**Problem statement**:
Copy the listing below line for line, leaving out the pictures.

====== Material provided

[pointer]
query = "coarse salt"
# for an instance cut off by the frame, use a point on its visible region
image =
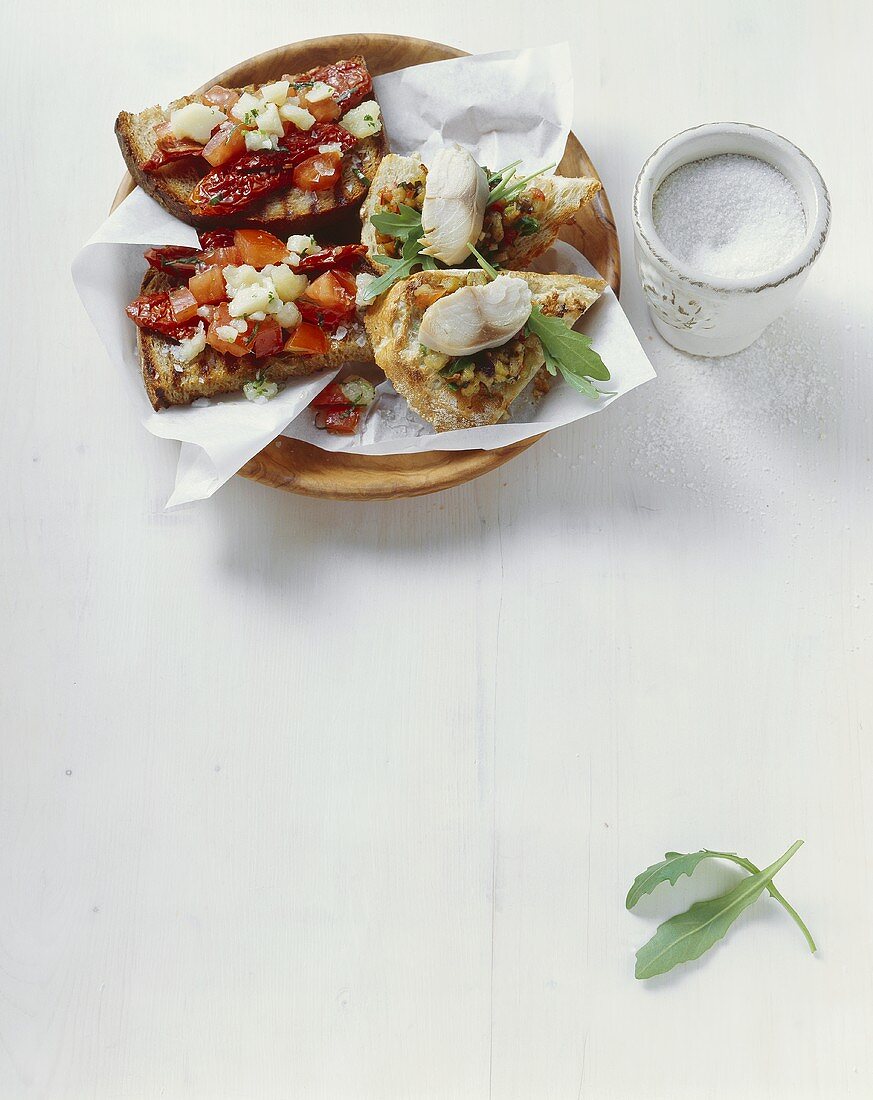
(729, 216)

============

**Task result**:
[pointer]
query = "coarse salt"
# for an instance cut off by the frame, use a point on its visible region
image =
(729, 216)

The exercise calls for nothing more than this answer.